## Problem requirements
For the word "green", return each line of the data in which it occurs.

[Start of Attachment]

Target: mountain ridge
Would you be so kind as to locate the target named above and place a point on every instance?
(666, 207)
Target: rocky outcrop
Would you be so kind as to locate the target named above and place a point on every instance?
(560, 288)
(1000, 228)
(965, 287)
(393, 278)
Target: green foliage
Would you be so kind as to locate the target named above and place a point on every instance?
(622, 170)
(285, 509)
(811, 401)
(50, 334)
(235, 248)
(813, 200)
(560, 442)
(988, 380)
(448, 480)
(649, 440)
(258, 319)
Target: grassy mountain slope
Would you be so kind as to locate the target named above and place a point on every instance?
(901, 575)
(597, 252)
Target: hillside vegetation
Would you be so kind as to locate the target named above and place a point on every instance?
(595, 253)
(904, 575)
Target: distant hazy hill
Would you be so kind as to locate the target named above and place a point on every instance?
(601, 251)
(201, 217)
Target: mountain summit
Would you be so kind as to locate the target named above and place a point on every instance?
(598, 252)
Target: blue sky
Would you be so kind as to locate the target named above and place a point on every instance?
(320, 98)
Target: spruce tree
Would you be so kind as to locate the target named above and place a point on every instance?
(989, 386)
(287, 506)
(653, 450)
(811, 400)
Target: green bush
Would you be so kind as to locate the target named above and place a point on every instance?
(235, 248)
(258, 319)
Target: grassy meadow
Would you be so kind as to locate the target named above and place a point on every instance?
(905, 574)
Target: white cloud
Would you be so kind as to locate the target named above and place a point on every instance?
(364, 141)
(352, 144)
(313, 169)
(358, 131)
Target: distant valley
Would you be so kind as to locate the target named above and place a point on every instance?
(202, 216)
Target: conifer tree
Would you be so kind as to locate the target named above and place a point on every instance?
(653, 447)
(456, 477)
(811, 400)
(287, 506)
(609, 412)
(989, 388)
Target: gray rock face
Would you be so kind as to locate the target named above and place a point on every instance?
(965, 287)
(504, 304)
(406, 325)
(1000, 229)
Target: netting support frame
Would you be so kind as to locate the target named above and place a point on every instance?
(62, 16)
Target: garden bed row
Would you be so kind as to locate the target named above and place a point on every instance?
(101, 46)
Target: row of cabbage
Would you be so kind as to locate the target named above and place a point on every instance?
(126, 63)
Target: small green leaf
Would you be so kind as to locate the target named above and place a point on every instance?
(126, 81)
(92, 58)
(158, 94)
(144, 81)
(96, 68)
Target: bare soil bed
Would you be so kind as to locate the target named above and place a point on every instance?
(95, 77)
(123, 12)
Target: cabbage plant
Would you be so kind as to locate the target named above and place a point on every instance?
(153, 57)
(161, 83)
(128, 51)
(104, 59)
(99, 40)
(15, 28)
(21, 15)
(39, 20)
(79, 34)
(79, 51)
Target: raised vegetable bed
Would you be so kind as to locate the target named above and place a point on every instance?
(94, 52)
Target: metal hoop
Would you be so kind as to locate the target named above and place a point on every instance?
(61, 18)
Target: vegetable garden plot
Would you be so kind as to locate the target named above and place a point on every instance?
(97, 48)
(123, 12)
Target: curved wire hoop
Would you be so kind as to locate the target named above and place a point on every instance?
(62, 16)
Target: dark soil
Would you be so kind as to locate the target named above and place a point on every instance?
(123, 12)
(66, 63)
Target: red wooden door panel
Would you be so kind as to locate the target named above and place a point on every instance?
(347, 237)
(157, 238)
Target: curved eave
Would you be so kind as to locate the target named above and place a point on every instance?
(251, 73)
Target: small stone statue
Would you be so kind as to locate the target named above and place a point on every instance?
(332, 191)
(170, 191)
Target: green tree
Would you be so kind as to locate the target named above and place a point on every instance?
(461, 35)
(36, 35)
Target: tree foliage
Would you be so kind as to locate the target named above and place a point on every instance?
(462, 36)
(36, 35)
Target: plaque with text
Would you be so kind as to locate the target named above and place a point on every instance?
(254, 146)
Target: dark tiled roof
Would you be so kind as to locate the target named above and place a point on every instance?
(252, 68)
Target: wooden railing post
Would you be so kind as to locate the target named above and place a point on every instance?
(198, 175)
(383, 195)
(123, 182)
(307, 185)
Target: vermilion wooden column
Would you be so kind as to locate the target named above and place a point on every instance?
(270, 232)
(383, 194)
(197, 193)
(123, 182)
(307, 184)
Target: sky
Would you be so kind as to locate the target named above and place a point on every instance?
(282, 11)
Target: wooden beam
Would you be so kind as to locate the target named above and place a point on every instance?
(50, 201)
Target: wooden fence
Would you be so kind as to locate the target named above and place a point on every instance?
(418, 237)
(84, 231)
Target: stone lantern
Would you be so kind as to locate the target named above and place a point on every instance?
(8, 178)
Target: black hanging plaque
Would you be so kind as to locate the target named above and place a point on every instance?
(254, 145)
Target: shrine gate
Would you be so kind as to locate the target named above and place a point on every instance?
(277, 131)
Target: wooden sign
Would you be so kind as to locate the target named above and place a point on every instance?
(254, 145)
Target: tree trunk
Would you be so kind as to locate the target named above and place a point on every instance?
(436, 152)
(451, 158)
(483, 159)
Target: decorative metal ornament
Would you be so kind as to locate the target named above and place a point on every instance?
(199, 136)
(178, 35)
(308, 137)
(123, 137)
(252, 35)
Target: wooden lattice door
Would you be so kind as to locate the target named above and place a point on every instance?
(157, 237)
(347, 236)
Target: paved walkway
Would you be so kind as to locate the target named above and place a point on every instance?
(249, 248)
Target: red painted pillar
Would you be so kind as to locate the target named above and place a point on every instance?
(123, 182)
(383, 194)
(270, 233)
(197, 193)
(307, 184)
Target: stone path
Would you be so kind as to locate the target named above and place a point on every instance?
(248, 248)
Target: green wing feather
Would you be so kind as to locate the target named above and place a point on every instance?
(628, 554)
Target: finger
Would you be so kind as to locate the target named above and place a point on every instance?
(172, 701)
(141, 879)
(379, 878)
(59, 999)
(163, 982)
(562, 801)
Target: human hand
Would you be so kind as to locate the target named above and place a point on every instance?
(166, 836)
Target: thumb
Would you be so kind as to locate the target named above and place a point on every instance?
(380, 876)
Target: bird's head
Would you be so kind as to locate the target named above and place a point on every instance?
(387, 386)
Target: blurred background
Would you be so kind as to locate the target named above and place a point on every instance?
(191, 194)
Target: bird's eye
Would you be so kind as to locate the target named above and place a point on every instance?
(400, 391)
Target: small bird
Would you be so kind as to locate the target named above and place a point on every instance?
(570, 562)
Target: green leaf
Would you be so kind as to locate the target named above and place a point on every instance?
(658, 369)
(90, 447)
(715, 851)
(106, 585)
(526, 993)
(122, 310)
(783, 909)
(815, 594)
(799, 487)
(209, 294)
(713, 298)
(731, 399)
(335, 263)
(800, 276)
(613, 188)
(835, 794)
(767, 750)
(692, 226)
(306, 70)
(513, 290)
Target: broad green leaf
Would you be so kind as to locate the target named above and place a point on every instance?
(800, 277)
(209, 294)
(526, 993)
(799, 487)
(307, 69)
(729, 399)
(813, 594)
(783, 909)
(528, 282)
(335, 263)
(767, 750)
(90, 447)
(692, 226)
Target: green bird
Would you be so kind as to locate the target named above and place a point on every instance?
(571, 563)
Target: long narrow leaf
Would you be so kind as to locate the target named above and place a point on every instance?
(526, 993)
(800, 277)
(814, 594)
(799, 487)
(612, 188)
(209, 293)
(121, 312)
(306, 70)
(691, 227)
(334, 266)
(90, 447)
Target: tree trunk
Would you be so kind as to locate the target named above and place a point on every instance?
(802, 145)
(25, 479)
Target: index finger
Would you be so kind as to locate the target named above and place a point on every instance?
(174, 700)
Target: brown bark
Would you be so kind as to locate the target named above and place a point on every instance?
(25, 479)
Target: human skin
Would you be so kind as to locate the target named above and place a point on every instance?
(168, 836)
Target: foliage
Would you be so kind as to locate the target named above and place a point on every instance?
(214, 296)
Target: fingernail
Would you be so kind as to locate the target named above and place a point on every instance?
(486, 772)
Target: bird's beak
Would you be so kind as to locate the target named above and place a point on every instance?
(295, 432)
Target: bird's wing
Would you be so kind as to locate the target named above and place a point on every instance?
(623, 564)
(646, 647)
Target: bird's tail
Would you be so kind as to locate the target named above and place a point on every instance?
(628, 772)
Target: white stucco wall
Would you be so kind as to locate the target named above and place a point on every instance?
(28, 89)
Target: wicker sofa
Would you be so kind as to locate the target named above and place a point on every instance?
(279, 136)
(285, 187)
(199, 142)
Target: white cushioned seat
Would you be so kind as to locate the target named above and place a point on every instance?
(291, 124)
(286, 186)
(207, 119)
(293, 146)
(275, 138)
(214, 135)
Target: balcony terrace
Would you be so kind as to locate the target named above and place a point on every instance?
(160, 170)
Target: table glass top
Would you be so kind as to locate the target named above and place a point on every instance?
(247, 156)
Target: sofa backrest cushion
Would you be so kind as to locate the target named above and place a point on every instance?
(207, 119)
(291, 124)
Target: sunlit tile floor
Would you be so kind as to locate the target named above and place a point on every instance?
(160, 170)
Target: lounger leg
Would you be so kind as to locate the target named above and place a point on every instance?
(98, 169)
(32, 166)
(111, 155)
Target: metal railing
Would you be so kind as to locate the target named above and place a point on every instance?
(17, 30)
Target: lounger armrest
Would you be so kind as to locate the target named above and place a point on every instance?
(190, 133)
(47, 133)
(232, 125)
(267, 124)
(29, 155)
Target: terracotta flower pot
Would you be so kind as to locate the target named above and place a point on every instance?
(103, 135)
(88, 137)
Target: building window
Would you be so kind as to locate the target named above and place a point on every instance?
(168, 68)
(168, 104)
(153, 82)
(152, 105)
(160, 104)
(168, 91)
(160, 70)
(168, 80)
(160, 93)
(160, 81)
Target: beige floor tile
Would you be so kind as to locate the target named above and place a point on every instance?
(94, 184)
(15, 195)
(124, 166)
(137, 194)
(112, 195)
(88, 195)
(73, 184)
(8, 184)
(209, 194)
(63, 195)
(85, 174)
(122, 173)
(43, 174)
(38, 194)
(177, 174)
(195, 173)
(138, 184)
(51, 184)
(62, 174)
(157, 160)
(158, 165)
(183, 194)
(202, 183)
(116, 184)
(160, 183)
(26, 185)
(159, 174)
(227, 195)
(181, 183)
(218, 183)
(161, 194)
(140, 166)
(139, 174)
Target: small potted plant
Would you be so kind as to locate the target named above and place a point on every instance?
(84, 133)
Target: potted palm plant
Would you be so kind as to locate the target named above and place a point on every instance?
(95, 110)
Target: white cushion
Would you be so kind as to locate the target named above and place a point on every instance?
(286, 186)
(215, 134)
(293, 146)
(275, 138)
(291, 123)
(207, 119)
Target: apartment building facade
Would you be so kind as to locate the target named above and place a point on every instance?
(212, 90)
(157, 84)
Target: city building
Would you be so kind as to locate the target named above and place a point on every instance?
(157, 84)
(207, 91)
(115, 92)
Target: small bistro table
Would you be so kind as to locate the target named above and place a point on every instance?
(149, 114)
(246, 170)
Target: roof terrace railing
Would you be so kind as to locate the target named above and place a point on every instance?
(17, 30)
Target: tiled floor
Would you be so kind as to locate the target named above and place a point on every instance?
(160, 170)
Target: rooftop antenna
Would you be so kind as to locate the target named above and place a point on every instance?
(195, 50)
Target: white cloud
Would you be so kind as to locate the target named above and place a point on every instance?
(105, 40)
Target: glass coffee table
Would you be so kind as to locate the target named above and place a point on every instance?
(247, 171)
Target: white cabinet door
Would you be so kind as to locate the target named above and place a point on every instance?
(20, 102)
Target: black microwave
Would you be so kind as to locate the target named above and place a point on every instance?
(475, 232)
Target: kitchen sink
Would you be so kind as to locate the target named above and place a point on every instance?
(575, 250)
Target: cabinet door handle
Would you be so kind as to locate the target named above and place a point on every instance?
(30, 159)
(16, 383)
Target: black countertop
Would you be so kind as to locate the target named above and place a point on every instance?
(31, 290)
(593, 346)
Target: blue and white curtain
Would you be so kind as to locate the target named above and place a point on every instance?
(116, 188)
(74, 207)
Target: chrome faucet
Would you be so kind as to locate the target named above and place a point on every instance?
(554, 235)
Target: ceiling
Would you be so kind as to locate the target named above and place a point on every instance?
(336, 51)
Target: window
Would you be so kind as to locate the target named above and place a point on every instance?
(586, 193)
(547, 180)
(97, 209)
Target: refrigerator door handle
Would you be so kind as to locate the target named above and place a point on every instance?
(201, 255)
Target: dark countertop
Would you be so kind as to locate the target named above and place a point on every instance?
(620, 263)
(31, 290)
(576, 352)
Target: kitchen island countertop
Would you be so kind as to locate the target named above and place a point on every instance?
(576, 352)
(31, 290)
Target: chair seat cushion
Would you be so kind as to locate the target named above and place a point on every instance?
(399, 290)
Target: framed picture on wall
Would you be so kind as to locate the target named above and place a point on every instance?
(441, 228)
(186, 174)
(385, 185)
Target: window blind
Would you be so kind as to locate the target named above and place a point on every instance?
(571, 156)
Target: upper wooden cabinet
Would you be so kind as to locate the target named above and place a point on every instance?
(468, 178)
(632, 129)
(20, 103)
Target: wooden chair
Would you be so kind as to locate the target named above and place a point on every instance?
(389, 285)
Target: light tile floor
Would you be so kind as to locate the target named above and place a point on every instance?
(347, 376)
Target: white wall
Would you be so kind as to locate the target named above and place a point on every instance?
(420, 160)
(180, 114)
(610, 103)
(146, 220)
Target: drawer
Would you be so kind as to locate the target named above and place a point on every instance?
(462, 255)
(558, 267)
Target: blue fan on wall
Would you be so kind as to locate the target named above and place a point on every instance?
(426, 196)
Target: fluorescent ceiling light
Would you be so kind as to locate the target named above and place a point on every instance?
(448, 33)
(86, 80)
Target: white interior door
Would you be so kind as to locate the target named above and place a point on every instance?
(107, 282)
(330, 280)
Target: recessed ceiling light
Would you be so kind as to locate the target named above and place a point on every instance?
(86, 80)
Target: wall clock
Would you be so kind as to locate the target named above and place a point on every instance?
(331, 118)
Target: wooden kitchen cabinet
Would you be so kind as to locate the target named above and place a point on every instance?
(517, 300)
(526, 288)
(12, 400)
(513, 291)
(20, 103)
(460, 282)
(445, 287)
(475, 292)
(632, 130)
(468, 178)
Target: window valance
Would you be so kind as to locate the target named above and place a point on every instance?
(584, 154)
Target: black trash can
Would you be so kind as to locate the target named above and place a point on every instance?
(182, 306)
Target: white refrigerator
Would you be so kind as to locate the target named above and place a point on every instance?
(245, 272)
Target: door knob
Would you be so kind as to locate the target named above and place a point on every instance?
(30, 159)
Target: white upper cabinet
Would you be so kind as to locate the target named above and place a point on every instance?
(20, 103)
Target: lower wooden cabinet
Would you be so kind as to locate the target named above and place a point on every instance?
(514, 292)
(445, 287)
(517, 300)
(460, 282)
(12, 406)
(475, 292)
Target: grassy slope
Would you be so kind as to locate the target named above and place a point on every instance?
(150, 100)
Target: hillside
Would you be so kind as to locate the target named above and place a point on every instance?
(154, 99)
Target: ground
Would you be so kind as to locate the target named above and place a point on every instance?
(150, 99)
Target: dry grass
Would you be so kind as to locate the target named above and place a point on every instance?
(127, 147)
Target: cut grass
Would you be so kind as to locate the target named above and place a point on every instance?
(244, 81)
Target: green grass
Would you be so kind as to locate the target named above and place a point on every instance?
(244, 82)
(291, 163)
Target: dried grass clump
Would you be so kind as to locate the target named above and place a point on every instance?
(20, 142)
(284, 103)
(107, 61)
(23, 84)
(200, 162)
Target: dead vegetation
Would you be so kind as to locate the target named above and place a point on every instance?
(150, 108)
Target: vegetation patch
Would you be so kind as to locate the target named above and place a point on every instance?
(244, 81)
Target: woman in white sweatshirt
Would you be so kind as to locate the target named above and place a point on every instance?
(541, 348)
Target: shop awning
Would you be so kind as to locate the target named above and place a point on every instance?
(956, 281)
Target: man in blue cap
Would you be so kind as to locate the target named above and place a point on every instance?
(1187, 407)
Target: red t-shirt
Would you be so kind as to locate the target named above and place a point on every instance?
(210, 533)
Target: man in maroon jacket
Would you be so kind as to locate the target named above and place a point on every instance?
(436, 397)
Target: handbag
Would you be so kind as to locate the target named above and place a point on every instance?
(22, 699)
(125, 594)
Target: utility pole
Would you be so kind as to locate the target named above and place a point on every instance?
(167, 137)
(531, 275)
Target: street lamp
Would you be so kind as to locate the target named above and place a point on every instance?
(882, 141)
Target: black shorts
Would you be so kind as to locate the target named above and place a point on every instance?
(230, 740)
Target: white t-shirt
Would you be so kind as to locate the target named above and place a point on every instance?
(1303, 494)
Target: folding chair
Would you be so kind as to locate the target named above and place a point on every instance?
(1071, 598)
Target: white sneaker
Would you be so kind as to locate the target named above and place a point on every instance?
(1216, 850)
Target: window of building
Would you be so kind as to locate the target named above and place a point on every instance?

[End of Attachment]

## Completed task
Target: green foliage
Target: green bush
Target: small green leaf
Target: green tree
Target: green wing feather
Target: green leaf
Target: broad green leaf
Target: green bird
Target: green grass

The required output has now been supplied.